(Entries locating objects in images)
════
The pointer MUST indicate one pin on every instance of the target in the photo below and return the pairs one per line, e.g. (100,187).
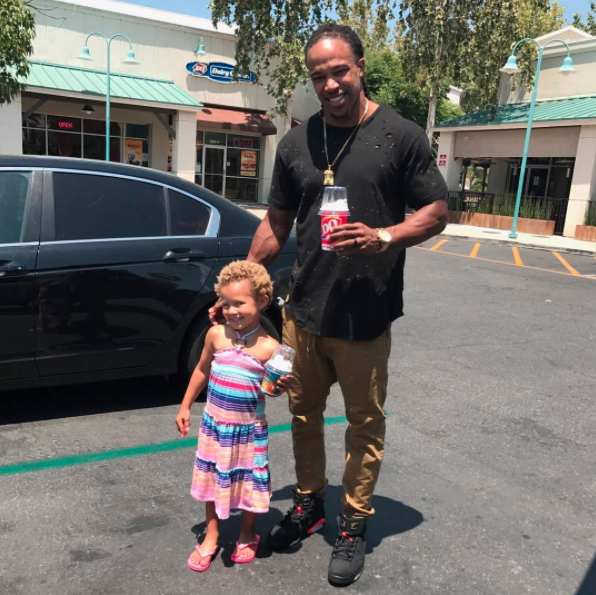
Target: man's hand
(284,383)
(216,314)
(354,238)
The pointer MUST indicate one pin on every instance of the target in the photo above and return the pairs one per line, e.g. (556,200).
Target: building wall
(163,51)
(552,84)
(544,142)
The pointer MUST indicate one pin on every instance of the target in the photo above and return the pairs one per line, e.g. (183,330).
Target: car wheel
(196,342)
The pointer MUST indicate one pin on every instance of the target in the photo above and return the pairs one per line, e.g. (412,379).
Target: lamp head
(510,66)
(85,55)
(130,58)
(200,51)
(567,67)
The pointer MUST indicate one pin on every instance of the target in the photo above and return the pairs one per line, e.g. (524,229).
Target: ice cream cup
(334,212)
(330,219)
(269,384)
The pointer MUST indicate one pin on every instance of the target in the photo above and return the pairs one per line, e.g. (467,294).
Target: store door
(536,181)
(213,169)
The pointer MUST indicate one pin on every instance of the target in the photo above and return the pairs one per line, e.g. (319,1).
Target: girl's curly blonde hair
(243,270)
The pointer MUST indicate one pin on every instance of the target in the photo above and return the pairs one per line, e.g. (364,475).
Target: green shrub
(533,208)
(591,214)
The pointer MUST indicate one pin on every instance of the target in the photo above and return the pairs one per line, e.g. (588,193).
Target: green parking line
(122,453)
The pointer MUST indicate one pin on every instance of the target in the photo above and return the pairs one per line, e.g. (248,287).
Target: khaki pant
(360,367)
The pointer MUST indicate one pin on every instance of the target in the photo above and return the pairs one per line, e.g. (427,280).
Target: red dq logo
(328,224)
(200,68)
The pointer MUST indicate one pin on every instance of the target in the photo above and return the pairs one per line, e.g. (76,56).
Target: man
(342,302)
════
# WHAT THE EXERCISE ASKS
Rewrite all of the material above as a numbered list with one line per item. Skip any blank lines and leave the pictures out.

# EXERCISE RESULT
1. The pointer MUST indicate one pin on every instance of the target in the photo below and return the pairs one per line, e.g. (100,187).
2. Target: man's hand
3. (284,383)
4. (216,314)
5. (354,238)
6. The pointer MUST indicate one pin on every instance of the target in the photo above and return the pairs one per line, e.g. (556,200).
7. Target: building wall
8. (163,51)
9. (552,84)
10. (544,142)
11. The pointer MUST indicate one pin on every instance of the target in the photo above and return the pairs one per line, e.g. (183,330).
12. Target: car wheel
13. (196,342)
14. The pointer MUST indicate one pin on every instance of the target in the photo above and return the pairs one per line, e.g. (412,379).
15. Target: lamp head
16. (510,66)
17. (85,55)
18. (130,58)
19. (200,51)
20. (567,67)
21. The pointer MUST indicate one pin on every instance of the target in the photo above and return the pairs one per line, e.g. (524,229).
22. Target: ice cream cup
23. (334,212)
24. (330,219)
25. (269,384)
26. The pointer MUST indicate one pin on every instance of the target in the photo above and return the pairs one per line, e.g. (467,294).
27. Target: store door
28. (536,181)
29. (213,169)
30. The pointer MUST indicate one pin on every instance of the target in the photo above and return the pairs one per line, e.g. (319,1).
31. Target: girl's curly blonde hair
32. (243,270)
33. The pointer MUST indicate one pin on every instance of the target in the photo above and return the pairs one per line, e.g. (364,475).
34. Target: green shrub
35. (533,208)
36. (591,214)
37. The pointer MUST indicate one pin on every instance of the target in the photo above and return the pairs one per line, e.g. (588,193).
38. Target: green parking line
39. (122,453)
40. The pointer MUST indicate one pin on every instance of the target in the photo above and return the pairs one per line, e.g. (248,287).
41. Target: khaki pant
42. (360,367)
43. The pointer MUST indicate one pin on every instance of the target in the photo above and return the pairs one per line, e.g. (427,280).
44. Target: red dq logo
45. (328,224)
46. (200,68)
47. The pointer MUST indicate one pin on every instance of the target in the photo above and return the pairs one per line, e.g. (76,56).
48. Target: man
49. (342,302)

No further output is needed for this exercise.